== Exercise directions ==
Gather every line of the records that contains the string "high" and copy each one in full.

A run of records
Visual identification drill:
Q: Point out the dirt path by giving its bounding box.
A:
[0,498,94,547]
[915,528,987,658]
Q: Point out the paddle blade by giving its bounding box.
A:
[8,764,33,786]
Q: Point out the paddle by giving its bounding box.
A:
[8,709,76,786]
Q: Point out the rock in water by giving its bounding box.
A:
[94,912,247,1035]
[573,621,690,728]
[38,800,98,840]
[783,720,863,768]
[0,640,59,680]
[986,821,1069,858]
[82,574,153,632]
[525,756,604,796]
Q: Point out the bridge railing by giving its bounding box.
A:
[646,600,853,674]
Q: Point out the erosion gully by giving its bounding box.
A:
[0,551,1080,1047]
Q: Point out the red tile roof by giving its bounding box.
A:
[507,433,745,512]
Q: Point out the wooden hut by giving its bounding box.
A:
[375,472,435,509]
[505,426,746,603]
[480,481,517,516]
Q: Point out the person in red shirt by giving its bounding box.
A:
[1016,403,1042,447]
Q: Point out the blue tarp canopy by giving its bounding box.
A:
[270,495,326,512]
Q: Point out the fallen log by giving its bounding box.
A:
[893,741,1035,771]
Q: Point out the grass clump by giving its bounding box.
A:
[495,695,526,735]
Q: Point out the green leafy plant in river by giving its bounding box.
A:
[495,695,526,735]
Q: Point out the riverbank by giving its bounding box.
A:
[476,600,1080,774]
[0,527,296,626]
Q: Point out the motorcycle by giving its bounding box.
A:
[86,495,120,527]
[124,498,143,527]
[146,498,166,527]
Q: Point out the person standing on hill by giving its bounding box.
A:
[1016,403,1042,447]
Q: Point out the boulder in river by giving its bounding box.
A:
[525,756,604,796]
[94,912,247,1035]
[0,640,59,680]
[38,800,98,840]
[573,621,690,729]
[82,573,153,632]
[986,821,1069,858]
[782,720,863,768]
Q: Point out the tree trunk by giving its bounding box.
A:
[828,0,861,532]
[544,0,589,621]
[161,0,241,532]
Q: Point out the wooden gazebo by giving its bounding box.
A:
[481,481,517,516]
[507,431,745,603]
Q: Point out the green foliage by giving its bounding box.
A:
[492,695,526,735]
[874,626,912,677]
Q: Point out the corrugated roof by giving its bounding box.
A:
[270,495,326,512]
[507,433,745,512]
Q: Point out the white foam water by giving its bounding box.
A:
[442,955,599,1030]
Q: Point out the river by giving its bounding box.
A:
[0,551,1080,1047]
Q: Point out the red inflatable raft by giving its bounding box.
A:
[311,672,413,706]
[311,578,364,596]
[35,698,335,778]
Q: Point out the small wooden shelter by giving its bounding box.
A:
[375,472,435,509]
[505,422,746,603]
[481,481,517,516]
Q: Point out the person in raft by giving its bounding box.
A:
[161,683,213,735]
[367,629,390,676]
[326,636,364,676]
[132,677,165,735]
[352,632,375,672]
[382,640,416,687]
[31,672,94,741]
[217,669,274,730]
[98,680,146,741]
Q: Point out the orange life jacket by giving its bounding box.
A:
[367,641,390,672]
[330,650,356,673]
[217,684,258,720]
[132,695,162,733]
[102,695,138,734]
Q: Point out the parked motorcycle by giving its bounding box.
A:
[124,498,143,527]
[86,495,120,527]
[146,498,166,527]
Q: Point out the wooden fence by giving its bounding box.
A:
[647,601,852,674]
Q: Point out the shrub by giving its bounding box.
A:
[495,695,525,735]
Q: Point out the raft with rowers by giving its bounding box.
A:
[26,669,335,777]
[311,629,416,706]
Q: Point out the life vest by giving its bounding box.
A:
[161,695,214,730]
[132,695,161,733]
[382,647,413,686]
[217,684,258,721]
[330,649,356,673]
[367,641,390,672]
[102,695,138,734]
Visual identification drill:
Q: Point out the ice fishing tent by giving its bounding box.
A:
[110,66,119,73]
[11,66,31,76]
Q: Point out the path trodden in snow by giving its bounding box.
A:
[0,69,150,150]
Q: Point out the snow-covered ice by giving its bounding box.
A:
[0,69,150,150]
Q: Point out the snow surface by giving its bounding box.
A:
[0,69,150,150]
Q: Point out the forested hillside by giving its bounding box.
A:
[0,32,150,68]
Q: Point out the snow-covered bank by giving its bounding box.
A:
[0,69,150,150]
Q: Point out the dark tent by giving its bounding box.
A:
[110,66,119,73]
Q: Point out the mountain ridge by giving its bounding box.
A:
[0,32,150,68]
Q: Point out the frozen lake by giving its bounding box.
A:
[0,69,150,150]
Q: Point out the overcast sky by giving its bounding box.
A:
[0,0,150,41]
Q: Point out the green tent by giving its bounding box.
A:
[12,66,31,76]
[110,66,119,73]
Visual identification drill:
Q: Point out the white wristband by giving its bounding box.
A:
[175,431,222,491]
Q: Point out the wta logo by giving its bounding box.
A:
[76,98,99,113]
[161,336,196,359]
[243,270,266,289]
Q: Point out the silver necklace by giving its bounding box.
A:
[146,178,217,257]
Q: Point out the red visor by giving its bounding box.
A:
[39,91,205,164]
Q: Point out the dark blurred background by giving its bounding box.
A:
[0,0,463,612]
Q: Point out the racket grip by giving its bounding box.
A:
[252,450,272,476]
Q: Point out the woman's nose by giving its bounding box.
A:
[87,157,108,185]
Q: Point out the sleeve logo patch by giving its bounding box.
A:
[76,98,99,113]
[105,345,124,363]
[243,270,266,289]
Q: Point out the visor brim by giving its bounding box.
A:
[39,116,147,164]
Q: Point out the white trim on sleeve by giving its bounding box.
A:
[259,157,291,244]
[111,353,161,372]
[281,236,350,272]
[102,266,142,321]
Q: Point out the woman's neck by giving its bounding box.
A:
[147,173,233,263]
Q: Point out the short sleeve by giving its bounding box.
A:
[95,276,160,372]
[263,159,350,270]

* * *

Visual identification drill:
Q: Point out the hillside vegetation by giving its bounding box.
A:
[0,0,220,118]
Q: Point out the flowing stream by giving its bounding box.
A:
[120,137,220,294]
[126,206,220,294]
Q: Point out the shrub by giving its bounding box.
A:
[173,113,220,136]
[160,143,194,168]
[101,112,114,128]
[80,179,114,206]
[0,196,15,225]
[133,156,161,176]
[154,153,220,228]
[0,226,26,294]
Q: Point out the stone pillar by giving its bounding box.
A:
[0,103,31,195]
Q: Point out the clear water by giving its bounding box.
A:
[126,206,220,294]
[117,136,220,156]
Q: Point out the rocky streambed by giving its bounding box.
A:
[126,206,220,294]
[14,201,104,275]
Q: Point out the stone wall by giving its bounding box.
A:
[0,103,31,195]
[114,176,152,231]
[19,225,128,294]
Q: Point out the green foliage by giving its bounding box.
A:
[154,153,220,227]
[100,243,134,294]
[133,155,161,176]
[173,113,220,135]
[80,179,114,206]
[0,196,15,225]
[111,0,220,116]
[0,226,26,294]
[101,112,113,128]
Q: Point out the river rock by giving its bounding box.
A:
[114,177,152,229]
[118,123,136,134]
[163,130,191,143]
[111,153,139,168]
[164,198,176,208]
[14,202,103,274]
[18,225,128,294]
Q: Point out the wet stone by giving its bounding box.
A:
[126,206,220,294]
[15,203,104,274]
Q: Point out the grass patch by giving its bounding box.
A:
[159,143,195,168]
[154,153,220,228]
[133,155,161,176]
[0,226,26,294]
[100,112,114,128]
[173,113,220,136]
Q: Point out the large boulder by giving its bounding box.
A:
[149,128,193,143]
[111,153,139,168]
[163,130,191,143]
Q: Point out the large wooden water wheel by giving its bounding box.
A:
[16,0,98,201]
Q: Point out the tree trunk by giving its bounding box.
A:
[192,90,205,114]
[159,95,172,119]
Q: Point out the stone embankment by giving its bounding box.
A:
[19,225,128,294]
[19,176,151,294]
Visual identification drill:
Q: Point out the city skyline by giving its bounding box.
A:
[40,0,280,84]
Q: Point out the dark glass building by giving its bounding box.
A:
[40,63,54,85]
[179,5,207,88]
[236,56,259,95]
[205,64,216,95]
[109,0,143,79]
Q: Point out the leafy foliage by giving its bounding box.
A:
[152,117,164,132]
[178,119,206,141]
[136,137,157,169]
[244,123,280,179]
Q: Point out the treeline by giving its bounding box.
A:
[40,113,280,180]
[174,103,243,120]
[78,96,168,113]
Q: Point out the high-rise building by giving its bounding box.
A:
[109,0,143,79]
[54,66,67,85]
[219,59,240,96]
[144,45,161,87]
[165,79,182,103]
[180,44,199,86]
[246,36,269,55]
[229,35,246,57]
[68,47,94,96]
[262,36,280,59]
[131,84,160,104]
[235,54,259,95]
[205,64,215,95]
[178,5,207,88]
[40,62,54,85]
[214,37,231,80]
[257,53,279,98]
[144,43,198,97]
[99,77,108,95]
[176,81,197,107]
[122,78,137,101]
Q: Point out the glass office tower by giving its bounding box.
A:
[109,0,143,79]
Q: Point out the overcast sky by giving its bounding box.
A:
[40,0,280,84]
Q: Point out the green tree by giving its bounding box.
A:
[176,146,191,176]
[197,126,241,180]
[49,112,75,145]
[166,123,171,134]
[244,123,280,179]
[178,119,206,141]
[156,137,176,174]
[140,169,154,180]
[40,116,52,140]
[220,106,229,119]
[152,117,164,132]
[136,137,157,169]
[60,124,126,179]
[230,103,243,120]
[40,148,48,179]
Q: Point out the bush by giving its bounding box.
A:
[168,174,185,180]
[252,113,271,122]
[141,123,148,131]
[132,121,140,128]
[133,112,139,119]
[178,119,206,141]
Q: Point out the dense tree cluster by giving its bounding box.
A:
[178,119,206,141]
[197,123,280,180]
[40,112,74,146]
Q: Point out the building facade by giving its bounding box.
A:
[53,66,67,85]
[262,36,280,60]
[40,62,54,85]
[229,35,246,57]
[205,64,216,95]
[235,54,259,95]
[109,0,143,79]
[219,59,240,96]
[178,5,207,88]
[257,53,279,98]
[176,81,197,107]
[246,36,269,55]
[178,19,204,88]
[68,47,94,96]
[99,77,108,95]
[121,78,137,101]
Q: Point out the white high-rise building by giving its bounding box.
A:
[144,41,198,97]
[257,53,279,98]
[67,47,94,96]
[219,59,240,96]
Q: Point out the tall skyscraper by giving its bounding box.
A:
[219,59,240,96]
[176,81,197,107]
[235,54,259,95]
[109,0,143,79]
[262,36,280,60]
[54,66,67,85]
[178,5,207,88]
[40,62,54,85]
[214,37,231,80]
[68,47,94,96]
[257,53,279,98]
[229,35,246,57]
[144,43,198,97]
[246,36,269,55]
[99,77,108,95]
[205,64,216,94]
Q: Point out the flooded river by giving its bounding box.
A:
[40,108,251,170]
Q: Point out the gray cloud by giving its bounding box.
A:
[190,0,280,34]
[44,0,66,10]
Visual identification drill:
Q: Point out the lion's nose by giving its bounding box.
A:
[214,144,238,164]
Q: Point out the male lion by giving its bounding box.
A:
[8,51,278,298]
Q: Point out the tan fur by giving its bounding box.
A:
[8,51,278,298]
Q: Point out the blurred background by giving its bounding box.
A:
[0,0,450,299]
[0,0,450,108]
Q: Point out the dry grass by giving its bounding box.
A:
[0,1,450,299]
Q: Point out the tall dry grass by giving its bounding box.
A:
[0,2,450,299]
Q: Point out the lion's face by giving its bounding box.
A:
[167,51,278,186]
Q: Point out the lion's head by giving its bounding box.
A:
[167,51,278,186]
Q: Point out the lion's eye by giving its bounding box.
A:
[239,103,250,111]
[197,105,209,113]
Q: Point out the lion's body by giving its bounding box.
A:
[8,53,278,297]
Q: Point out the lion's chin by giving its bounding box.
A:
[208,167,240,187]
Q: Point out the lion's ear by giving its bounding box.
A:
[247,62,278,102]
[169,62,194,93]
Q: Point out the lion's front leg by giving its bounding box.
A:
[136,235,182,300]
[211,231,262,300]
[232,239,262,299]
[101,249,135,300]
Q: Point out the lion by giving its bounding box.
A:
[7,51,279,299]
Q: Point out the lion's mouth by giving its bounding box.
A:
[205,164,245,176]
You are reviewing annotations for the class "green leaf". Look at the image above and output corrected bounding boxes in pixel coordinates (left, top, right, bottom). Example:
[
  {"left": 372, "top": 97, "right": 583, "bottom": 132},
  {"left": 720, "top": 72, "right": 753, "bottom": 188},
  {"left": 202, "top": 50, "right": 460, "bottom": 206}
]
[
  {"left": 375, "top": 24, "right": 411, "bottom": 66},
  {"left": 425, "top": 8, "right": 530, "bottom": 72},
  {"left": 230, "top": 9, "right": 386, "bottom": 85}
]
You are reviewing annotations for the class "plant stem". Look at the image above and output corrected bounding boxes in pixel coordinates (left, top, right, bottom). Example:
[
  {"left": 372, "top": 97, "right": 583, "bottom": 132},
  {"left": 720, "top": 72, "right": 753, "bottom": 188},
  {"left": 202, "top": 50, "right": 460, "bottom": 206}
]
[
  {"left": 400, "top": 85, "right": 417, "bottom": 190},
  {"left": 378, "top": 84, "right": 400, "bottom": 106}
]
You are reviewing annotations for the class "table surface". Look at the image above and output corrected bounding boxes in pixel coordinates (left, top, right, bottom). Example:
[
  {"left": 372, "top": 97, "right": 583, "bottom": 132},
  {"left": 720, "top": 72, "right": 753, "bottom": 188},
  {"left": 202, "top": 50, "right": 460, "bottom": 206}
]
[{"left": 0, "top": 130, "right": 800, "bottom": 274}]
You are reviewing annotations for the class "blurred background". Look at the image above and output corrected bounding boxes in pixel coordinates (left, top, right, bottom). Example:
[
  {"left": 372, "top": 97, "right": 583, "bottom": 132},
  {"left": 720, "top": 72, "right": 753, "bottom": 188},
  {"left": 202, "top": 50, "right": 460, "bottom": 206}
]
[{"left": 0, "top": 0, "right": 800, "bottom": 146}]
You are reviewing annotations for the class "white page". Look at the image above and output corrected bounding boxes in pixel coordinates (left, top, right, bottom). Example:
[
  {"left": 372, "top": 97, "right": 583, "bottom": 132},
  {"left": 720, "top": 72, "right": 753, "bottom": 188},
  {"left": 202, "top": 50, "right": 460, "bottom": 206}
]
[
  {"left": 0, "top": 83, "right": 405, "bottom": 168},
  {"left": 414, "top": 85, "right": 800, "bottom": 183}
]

* * *

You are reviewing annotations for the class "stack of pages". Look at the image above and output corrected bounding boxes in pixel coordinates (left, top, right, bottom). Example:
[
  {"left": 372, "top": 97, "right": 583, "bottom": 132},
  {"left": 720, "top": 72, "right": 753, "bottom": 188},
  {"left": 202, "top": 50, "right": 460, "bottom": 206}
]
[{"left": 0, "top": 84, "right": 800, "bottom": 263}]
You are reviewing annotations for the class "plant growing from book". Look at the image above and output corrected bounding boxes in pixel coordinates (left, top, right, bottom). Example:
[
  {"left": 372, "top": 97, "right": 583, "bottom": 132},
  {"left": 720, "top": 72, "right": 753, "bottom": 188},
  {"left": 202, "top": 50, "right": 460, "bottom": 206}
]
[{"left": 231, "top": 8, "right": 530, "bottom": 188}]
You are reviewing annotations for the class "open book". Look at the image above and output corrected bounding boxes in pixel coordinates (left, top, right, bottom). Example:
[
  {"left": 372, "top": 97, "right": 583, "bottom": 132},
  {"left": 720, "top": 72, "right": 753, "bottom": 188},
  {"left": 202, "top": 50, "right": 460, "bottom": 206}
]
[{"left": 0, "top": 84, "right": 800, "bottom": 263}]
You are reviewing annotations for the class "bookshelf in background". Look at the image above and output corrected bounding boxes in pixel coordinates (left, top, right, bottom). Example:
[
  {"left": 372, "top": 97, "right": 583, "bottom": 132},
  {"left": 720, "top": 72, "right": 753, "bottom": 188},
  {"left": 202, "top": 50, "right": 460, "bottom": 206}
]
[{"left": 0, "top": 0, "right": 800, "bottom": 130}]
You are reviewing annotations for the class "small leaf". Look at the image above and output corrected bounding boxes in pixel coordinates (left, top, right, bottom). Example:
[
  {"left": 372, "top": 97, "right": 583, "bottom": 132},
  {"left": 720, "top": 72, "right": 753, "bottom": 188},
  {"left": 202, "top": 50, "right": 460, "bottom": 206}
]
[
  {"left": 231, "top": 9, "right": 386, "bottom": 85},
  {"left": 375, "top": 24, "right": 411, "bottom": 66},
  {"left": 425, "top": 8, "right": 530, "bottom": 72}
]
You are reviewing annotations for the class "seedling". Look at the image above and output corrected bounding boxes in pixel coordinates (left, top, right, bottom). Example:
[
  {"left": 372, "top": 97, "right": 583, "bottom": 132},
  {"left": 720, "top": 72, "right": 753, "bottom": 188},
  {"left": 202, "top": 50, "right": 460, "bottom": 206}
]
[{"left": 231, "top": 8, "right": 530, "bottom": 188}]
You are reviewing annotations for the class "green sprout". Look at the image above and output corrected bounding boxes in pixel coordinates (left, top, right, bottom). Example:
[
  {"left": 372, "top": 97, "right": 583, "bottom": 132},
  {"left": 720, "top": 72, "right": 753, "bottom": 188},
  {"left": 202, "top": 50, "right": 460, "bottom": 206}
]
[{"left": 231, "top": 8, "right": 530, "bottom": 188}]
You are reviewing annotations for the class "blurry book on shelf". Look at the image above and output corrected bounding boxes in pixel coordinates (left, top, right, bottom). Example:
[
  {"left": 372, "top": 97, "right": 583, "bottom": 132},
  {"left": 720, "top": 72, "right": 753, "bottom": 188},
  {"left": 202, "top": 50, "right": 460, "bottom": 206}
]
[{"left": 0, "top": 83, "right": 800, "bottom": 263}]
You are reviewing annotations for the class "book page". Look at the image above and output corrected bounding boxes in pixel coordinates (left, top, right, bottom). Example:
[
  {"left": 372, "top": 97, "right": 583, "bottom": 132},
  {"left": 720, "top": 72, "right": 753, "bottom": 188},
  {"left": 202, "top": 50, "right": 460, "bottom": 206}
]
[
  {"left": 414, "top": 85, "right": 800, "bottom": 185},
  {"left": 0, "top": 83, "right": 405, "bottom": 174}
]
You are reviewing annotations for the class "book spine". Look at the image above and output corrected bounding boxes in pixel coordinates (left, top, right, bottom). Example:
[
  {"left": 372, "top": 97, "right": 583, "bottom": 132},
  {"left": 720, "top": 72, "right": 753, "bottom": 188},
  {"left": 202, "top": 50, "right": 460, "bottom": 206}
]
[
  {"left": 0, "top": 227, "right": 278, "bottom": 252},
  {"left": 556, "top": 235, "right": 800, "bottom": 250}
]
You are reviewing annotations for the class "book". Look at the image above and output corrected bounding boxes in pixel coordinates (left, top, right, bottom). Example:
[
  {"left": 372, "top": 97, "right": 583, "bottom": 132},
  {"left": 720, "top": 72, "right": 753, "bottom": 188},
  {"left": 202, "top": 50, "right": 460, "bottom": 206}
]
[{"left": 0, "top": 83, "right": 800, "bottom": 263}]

== Output below ==
Q: Point out the high-rise building by giving its bounding box.
Q: Point out the white high-rise building by giving its bounding box.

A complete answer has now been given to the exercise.